Tuesday, May 29, 2012

Bouquet Parfait

I am drawn to very bright colors.  I like the pastels but the bold colors are what catch my eye.  Our peonies are starting to bloom and we have many of the soft pinks and the creamy whites but I always go for the hot pink gals.  

The roses are for the fragrance.  The rose, Gertrude Jekyll is an old fashion garden rose that has a wonderful fragrance and a billion swirling petals.  It happens to be hot pink as well.  Got to have a couple of the gals also.

I have to cool this grouping down a bit with some old fashion Sweet William which also is fragrant.  I added another rose, a shrub variety called Bouquet Parfait which is a small blush pink rose that can have so many beautiful blooms at once, it is its own bouquet.  It has a tiny sweet fragrance.

It is all served up in a crystal bowl of my mom's.  It is a remembrance of mom, she would have love this bouquet.   Bouquet Parfait!

Sunday, May 27, 2012

I Stopped Fighting Nature.

Quotable Sunday  5-27-2012

I Stopped Fighting Nature.

Our farm is an interesting organism.  The soil drives everything we do and everything that nature creates for us.  When we started in this business I took advantage of our soil and treated it in a conventionally poor way. Every Spring when it was time to get the seedlings planted I'd strap on the ole rototiller to the back of the tractor and proceed to beat the soil into submission. Submission meant a fine light fluffy seed bed, apply some conventional fertilizer, lay the drip tape and plant.  I did this for the first 6-7 years and what I noticed is that each year the quality of our soil was declining.  Its productivity was dropping and it was getting harder and harder to get our clay soil dry enough without the tiller creating huge chunks  that never broke up.

Philosophically speaking we had to change our entire mindset. We had to stop trying to dominate and control our soil, but respect its nature and find a natural way to heal the damage we had done over the years. After reading Masanobu Fukuoka's "The One-Straw Revolution" I realized a that it was quite possible to work within the nature of our farm, to feed the soil, to feed our flowers, to feed ourselves and to do so eventually without huge inputs of fertility having to be purchased from outside our farm.

====

■ **DESCRIPTION OF THE TASK**: Pick up the farm soil post from the point where it stops and keep writing. The rows after this play no part in the tasks here.

====

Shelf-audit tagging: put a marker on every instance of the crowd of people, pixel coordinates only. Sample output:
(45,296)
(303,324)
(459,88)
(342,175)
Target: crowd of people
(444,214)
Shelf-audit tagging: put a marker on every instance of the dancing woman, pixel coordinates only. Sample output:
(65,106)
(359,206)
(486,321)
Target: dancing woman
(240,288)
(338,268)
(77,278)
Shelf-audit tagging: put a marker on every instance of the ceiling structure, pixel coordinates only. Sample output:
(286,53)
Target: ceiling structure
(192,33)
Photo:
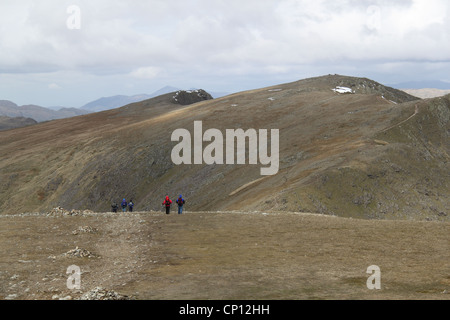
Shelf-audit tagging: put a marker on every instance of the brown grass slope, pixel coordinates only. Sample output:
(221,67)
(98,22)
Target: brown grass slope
(341,154)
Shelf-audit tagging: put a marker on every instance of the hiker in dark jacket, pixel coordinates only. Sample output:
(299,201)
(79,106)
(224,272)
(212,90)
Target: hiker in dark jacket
(167,202)
(180,201)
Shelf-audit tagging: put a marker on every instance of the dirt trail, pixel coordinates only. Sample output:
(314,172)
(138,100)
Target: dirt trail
(223,255)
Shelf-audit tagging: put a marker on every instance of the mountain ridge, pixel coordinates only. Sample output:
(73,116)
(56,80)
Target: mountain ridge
(358,154)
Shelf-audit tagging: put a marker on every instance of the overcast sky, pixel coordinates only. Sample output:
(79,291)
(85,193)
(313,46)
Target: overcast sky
(68,53)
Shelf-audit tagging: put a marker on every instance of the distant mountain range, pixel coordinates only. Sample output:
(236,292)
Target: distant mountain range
(113,102)
(370,152)
(38,113)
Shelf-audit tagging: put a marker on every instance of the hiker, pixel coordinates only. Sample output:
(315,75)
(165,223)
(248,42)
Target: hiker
(180,201)
(131,205)
(124,205)
(167,203)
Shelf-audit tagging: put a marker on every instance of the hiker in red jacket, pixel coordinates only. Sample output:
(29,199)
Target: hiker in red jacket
(167,203)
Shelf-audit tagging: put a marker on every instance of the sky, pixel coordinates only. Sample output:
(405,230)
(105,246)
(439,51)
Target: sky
(70,52)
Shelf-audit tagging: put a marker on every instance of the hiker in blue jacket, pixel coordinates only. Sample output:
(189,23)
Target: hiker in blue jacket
(180,201)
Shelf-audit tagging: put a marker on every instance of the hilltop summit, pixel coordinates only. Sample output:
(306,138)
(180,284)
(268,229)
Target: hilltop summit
(376,153)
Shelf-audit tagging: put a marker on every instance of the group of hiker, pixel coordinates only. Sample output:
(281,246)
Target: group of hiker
(124,205)
(166,203)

====

■ **ANSWER**:
This last summer I decided to take a journey into the land of "No-Till"  I had been following the experiments that Jeff Moyer at Rodale Institute's New Farm for several years. Jeff and other farmers had been using a combination of cereal rye with a legume like hairy vetch and mechanically knocking it down creating a No-Till mulch that has successfully been used to raise corn and soybeans.  The mulch did an outstanding job of weed suppression and moisture conservation as well as providing large amounts of biomass back to the soil.  This idea seemed like a perfect fit for what we were attempting to do here on the farm.

Since we had the space  we used the tiller and tractor one last time and created a series of permanent raised beds  that are 4' wide and 100' long.  We made these beds into groups of 3 with a 8' wide buffer between each group. The pathways between the individual bed within each group is approximately 2'. This design is so that in the future we can  put temporary hoop houses over the beds and rotate these hoop houses to a new 3 bed group every 4 years.

We then top dressed the beds with 1-2" of local urban compost. We did not work this compost in but left it on top of the beds for the worms to feed on and pull down into the soil.  In mid-September we planted each bed with 60% cereal rye and 40% hairy vetch.  Between the beds and in the 8' buffer we planted Oregon annual rye-grass to provide next season weed suppression and additional biomass.

By early this May we had a fair stand of rye and vetch on each of the beds. The Rye reached an average height of about 4-5' with the vetch climbing up the rye.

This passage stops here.